## Quoted passage
--- --- ---

Notice that there seem to be a lot of pixel values in the negative range in that plot.
# A histogram can also be helpful to look at the range of values in your data
# What do you notice about the histogram below?
dtm_pre_arr.plot.hist(color="purple")
plt.show()
Looking at the min and max values of the data, you can see a very small negative number for the minimum. This number matches the nodata value that you looked at above.
print("the minimum raster value is: ", np.nanmin(dtm_pre_arr.values))
print("the maximum raster value is: ", np.nanmax(dtm_pre_arr.values))
the minimum raster value is: -3.4028235e+38
the maximum raster value is: 2087.43
Raster Data Exploration - Min and Max Values
Looking at the minimum value of the data, there is one of two things going on that need to be fixed:
- there may be no data values in the data with a negative value that are skewing your plot colors
- there also could be outlier data in your raster
You can explore the first option - that there are no data values by reading in the data and masking no data values using the masked=True
parameter like this:
rxr.open_rasterio(dem_pre_path, masked=True)
Above you may have also noticed that the array has an additional dimension for the “band”. While the raster only has one layer - there is a 1 in the output of shape
that could get in the way of processing.
You can remove that additional dimension using .squeeze()
# Notice that the shape of this object has a 1 at the beginning
# This can cause issues with plotting
dtm_pre_arr.shape
(1, 2000, 4000)
# Open the data and mask no data values
# Squeeze reduces the third dimension given there is only one "band" or layer to this data
dtm_pre_arr = rxr.open_rasterio(dem_pre_path, masked=True).squeeze()
# Notice there are now only 2 dimensions to your array
dtm_pre_arr.shape
(2000, 4000)
Plot the data again to see what has changed. Now you have a reasonable range of data values and the data plot as you might expect it to.

--- --- ---

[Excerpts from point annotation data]
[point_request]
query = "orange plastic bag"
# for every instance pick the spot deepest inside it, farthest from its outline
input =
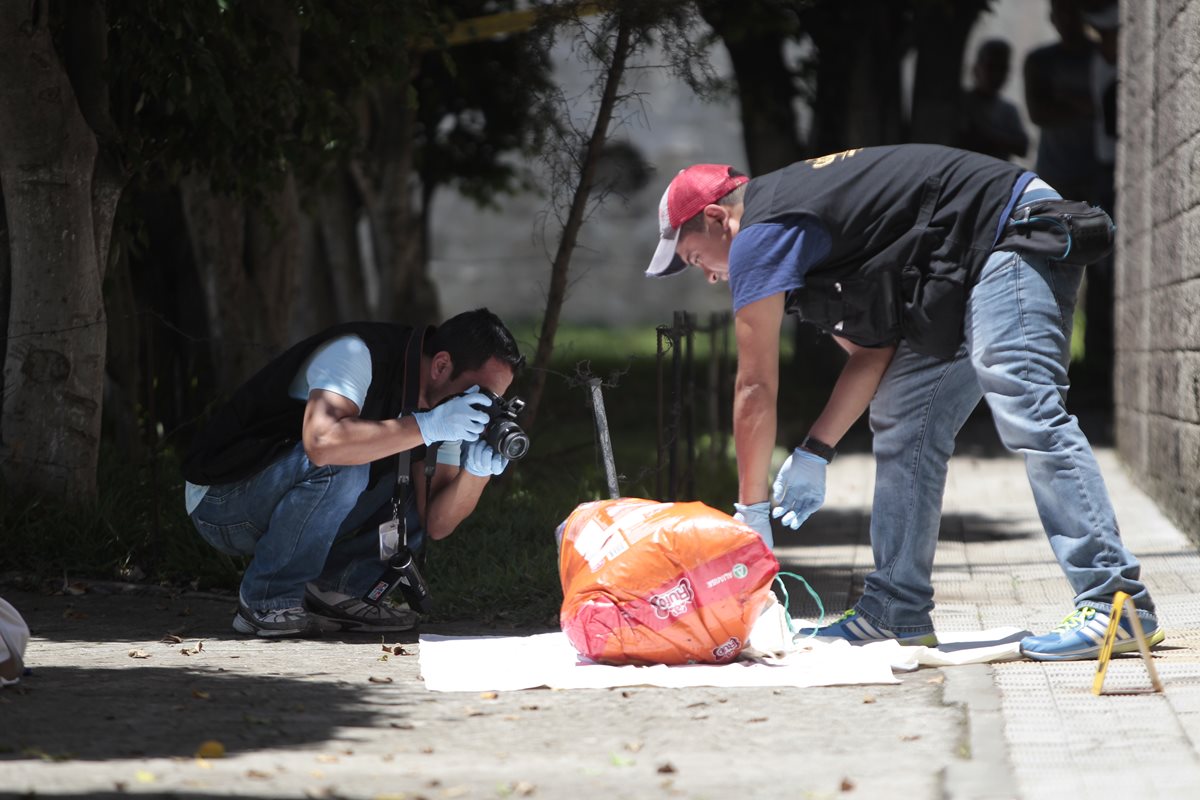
(670, 583)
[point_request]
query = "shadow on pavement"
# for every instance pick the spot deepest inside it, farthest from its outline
(96, 714)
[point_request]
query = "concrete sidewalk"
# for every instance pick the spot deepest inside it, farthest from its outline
(112, 709)
(994, 567)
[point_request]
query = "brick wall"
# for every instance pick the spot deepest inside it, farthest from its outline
(1157, 280)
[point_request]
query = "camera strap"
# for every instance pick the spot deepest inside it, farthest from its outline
(411, 390)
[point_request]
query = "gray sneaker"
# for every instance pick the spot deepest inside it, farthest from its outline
(276, 621)
(352, 614)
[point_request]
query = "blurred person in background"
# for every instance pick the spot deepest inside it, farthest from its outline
(991, 125)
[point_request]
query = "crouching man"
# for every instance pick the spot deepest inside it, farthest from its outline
(299, 468)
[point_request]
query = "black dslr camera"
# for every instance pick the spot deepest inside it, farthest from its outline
(502, 432)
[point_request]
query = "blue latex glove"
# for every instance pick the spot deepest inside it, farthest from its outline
(799, 488)
(481, 459)
(757, 516)
(457, 419)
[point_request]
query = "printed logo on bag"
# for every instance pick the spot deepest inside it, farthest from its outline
(727, 649)
(675, 601)
(739, 571)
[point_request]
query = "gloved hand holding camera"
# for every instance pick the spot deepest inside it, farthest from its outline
(481, 459)
(460, 417)
(799, 488)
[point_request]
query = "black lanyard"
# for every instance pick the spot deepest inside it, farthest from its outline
(411, 390)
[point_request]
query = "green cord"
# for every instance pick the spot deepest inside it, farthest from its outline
(787, 602)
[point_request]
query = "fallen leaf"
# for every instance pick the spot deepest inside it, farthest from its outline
(210, 749)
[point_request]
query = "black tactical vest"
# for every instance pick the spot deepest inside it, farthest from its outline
(910, 227)
(261, 422)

--- --- ---

## Instructions
**A)** Using the raster tutorial, mark each statement yes or no, and quote the words that settle it: (i) the minimum raster value matches the nodata value; (ii) before the squeeze, the array's shape was (2000, 4000); (iii) the raster has more than one layer.
**B)** Proceed with the raster tutorial from its final sentence onward.
The entries are separate material, apart from the raster tutorial.

## Solved tasks
**A)**
(i) Yes: "This number matches the nodata value that you looked at above."
(ii) No: "(1, 2000, 4000)"
(iii) No: "While the raster only has one layer"

**B)**
# Plot the data and notice that the scale bar looks better
# No data values are now masked
f, ax = plt.subplots(figsize=(10, 5))
dtm_pre_arr.plot(cmap="Greys_r",
ax=ax)
ax.set_title("Lidar Digital Elevation Model (DEM) \n Boulder Flood 2013")
ax.set_axis_off()
plt.show()
The histogram has also changed. Now, it shows a reasonable distribution of pixel values.
f, ax = plt.subplots(figsize=(10, 6))
dtm_pre_arr.plot.hist(color="purple",
bins=20)
ax.set_title("Histogram of the Data with No Data Values Removed")
plt.show()
Notice that now the minimum value looks more like an elevation value (which should most often not be negative).
print("The minimum raster value is: ", np.nanmin(dtm_pre_arr.data))
print("The maximum raster value is: ", np.nanmax(dtm_pre_arr.data))
The minimum raster value is: 1676.2099609375
The maximum raster value is: 2087.429931640625
Plot Raster and Vector Data Together
If you want, you can also add shapefile overlays to your raster data plot. Below you open a single shapefile using Geopandas that contains a boundary layer that you can overlay on top of your raster dataset. You will learn more about working with shapefiles in Geopandas in this chapter of the earthdatascience.org intermediate textbook.
# Open site boundary vector layer
site_bound_path = os.path.join("colorado-flood",
"spatial",
"boulder-leehill-rd",
"clip-extent.shp")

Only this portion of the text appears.